Extracted text:

★ ★ ★ ★ ★ ★ ★

By MICHAEL GINGOLD
Starring Gong Yoo, Kim Soo-ahn and Ma Dong-seok
Written and directed by Yeon Sang-ho
Well Go USA
Having scarcely contributed to the undead genre in the past, South Korea now delivers the best and most exciting zombie thriller in years with TRAIN TO BUSAN. This is a huge movie, too—it’s like Korea’s WORLD WAR Z, and it knocks the American one on its ass.
Opening in select cities today after making its North American premiere at Montreal’s Fantasia festival last night, TRAIN TO BUSAN is the live-action feature debut of Yeon Sang-ho, who has previously created a number of politically charged animated films. The most recent, SEOUL STATION, is a prequel to TRAIN, which is not quite as scathing as Yeon’s past work but nonetheless has an undercurrent of class commentary pulsing beneath its rocket-paced action and grisly horror. Its hero, Seok-woo (Gong Yoo) is a Seoul fund manager whose devotion to his job has clouded his sympathy toward others and distracted him from his little daughter Soo-an (Kim Soo-ahn). When he gives in to her insistence on visiting his ex-wife in Busan, he has no idea how much the trip will test his compassion for his fellow man and woman.

★ ★ ★ ★ ★ ★ ★

Entries provided:
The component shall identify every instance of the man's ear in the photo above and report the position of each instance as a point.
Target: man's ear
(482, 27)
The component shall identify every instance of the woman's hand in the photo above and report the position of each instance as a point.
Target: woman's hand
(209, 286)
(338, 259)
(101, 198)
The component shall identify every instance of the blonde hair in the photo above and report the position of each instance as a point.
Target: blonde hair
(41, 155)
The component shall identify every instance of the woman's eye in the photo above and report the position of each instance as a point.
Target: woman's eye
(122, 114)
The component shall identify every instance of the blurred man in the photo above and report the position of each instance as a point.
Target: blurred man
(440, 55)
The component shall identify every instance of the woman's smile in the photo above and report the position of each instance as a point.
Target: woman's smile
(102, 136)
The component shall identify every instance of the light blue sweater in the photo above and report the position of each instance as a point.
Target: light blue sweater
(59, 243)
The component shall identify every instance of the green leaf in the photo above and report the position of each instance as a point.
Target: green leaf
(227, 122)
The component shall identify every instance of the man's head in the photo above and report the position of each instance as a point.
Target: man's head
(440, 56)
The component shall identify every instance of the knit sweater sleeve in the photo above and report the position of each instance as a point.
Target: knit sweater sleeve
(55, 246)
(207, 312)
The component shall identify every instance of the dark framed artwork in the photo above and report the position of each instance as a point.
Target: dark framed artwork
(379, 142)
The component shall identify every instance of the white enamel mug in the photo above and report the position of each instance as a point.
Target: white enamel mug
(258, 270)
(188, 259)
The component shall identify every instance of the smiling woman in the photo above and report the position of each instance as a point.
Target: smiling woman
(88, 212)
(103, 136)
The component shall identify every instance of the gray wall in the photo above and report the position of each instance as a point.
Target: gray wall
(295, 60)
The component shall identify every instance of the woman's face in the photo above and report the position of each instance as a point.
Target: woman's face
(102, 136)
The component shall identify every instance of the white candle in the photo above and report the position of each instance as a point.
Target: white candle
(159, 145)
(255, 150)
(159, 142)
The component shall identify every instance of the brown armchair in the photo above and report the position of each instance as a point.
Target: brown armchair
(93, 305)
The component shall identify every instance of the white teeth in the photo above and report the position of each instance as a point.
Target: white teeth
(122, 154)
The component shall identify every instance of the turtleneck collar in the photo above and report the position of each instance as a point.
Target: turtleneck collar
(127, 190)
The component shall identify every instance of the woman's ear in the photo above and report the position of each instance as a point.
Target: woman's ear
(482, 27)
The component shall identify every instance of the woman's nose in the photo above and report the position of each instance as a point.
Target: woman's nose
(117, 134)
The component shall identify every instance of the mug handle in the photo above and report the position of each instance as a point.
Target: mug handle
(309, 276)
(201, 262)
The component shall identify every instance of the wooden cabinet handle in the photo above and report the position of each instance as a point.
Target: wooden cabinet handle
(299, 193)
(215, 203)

★ ★ ★ ★ ★ ★ ★

About this exercise: Continue the Train to Busan review from where it stops.

Output:
Yeon comes up with a creative way to introduce the coming of the zombie virus in TRAIN’s opening scene, and once the eponymous excursion begins and an infected girl begins spreading the rage plague among the riders, he comes up with an endlessly inventive series of setpieces that alternate between intense close-quarters combat and splashy, smashy big-scale action. Seok-woo’s fellow passengers who become key players include Sang-ha (Ma Dong-seok), who at first comes off like a working-class jerk but proves to be a major two-fisted asset in fighting off the slavering attackers, his pregnant wife Sung-gyeong (Jung Yu-mi), student baseballer Yung-guk (Choi Woo-sik) and Jin-hee (Ahn So-hee), a classmate with a crush on him. Even as they’re engaged a nonstop fight for their lives, they and other characters—all well-acted down the line, with particular notice due the excellent young Kim—have opportunities to reveal their humanity, and their choices always make sense in the face of danger.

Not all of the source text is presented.